| OBJECTIVE |
Return every record exactly as written.
+---+
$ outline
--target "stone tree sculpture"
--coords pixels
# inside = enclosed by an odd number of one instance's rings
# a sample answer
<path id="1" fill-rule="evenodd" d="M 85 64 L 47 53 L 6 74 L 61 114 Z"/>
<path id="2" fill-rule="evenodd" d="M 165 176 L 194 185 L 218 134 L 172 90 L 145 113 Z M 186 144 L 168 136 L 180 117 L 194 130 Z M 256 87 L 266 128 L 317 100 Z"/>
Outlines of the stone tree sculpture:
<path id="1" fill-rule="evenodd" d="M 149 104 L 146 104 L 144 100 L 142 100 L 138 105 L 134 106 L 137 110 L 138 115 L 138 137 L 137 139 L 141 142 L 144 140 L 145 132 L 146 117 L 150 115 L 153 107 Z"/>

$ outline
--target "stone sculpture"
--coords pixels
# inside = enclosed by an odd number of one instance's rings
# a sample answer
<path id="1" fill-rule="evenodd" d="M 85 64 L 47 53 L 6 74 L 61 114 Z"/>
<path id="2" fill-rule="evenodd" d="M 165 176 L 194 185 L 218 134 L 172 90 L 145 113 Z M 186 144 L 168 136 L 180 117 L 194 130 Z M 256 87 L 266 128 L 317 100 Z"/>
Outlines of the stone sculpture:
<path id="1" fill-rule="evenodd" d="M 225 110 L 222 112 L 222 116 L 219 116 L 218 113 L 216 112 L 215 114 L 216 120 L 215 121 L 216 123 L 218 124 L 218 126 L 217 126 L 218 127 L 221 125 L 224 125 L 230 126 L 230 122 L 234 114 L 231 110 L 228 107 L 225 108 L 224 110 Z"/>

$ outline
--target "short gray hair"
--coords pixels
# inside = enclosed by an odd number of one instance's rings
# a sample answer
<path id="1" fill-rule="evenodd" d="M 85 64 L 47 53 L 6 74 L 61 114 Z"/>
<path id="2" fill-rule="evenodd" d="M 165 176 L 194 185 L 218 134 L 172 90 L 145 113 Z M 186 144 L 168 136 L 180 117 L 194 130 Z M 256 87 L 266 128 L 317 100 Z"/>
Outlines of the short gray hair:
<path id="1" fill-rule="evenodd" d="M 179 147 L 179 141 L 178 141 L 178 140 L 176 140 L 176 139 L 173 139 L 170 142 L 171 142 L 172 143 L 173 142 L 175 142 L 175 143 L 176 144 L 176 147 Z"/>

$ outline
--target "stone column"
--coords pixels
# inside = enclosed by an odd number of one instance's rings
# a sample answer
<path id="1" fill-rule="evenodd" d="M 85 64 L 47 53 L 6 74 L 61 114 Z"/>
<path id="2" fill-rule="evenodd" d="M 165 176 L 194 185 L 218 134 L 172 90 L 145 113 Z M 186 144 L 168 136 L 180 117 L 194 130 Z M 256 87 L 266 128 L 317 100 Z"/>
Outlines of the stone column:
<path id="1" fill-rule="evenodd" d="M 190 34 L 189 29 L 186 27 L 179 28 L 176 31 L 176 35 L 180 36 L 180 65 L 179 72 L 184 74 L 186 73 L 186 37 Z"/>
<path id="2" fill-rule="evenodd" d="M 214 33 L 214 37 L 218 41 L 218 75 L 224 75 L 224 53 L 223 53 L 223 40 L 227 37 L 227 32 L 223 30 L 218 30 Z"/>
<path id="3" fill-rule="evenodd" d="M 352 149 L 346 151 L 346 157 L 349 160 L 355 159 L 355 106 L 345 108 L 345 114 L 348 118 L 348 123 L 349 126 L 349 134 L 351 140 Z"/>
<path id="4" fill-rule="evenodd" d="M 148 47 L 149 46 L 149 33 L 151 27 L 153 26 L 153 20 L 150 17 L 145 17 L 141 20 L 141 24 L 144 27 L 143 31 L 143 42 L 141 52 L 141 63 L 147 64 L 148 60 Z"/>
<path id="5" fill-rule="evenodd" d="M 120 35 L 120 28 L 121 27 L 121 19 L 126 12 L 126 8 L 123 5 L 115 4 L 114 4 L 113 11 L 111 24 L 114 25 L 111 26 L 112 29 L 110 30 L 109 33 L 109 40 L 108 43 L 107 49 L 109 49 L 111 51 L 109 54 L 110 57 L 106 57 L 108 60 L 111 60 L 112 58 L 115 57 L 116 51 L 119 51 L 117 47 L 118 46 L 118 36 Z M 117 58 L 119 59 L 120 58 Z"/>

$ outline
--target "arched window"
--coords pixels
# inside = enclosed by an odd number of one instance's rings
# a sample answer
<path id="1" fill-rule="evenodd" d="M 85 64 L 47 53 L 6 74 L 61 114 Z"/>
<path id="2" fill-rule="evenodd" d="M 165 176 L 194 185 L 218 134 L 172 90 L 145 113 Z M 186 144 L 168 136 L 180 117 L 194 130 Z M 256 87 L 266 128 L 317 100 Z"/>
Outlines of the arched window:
+---+
| TASK RESULT |
$ outline
--target "stone tree sculpture"
--coords pixels
# inside = enclosed by an odd number of one instance's rings
# a sample answer
<path id="1" fill-rule="evenodd" d="M 85 64 L 47 53 L 6 74 L 61 114 Z"/>
<path id="2" fill-rule="evenodd" d="M 165 176 L 194 185 L 218 134 L 172 90 L 145 113 Z M 186 144 L 168 136 L 180 117 L 194 130 Z M 256 87 L 266 128 L 317 100 Z"/>
Outlines of the stone tree sculpture:
<path id="1" fill-rule="evenodd" d="M 149 104 L 146 104 L 144 100 L 142 100 L 138 105 L 134 106 L 137 110 L 138 115 L 138 137 L 137 139 L 141 142 L 144 140 L 145 132 L 146 117 L 150 115 L 153 107 Z"/>

$ outline
--target "stone sculpture"
--coords pixels
# inside = enclosed by an odd number of one instance's rings
# a sample answer
<path id="1" fill-rule="evenodd" d="M 85 64 L 47 53 L 6 74 L 61 114 Z"/>
<path id="2" fill-rule="evenodd" d="M 165 176 L 194 185 L 218 134 L 172 90 L 145 113 Z M 186 144 L 168 136 L 180 117 L 194 130 Z M 256 87 L 266 128 L 317 100 Z"/>
Outlines of the stone sculpture:
<path id="1" fill-rule="evenodd" d="M 225 110 L 222 112 L 222 116 L 219 116 L 218 113 L 216 112 L 215 114 L 216 120 L 215 121 L 216 123 L 218 124 L 218 126 L 217 126 L 218 127 L 221 125 L 224 125 L 230 126 L 230 122 L 234 114 L 231 110 L 228 107 L 225 108 L 224 110 Z"/>

$ outline
--target "short gray hair"
--coords pixels
# inside = enclosed by an odd number of one instance's rings
# a sample answer
<path id="1" fill-rule="evenodd" d="M 85 64 L 47 53 L 6 74 L 61 114 Z"/>
<path id="2" fill-rule="evenodd" d="M 165 176 L 194 185 L 218 134 L 172 90 L 145 113 Z M 186 144 L 168 136 L 180 117 L 194 130 Z M 256 87 L 266 128 L 317 100 Z"/>
Outlines of the short gray hair:
<path id="1" fill-rule="evenodd" d="M 179 147 L 179 141 L 178 141 L 178 140 L 176 140 L 176 139 L 173 139 L 170 142 L 171 142 L 172 143 L 173 142 L 175 142 L 175 143 L 176 144 L 176 147 Z"/>

$ outline
--target "stone column"
--coords pixels
# inside = enclosed by an odd number of one instance's rings
# a sample answer
<path id="1" fill-rule="evenodd" d="M 85 64 L 47 53 L 6 74 L 61 114 Z"/>
<path id="2" fill-rule="evenodd" d="M 165 176 L 194 185 L 218 134 L 172 90 L 145 113 Z M 186 144 L 168 136 L 180 117 L 194 130 Z M 256 87 L 266 128 L 317 100 Z"/>
Outlines of the stone column:
<path id="1" fill-rule="evenodd" d="M 190 34 L 189 29 L 186 27 L 179 28 L 176 31 L 176 35 L 180 36 L 180 65 L 179 72 L 184 74 L 186 73 L 186 37 Z"/>
<path id="2" fill-rule="evenodd" d="M 214 33 L 214 37 L 218 41 L 218 75 L 224 75 L 224 53 L 223 53 L 223 40 L 227 37 L 227 32 L 223 30 L 218 30 Z"/>
<path id="3" fill-rule="evenodd" d="M 352 149 L 346 151 L 346 157 L 349 160 L 355 159 L 355 106 L 345 108 L 345 114 L 348 118 L 348 123 L 349 126 L 349 134 L 351 140 Z"/>
<path id="4" fill-rule="evenodd" d="M 148 47 L 149 46 L 149 33 L 151 27 L 153 26 L 153 20 L 150 17 L 145 17 L 141 20 L 141 24 L 144 27 L 143 31 L 143 42 L 141 52 L 141 63 L 147 64 L 148 60 Z"/>
<path id="5" fill-rule="evenodd" d="M 120 35 L 120 28 L 121 27 L 121 19 L 126 12 L 126 8 L 123 5 L 115 4 L 114 4 L 113 11 L 111 24 L 114 25 L 111 26 L 112 29 L 110 30 L 109 33 L 109 40 L 108 43 L 107 49 L 109 49 L 111 51 L 109 54 L 110 57 L 106 57 L 108 60 L 111 60 L 112 58 L 115 57 L 116 51 L 119 51 L 117 47 L 118 46 L 118 36 Z M 117 58 L 119 59 L 120 58 Z"/>

$ outline
--target "arched window"
--coords pixels
# inside = enclosed by an odd number of one instance's rings
# a sample answer
<path id="1" fill-rule="evenodd" d="M 85 64 L 47 53 L 6 74 L 61 114 Z"/>
<path id="2" fill-rule="evenodd" d="M 165 176 L 194 185 L 218 134 L 172 90 L 145 113 Z M 186 144 L 168 136 L 180 117 L 194 130 Z M 256 87 L 266 128 L 317 100 Z"/>
Outlines of the arched window:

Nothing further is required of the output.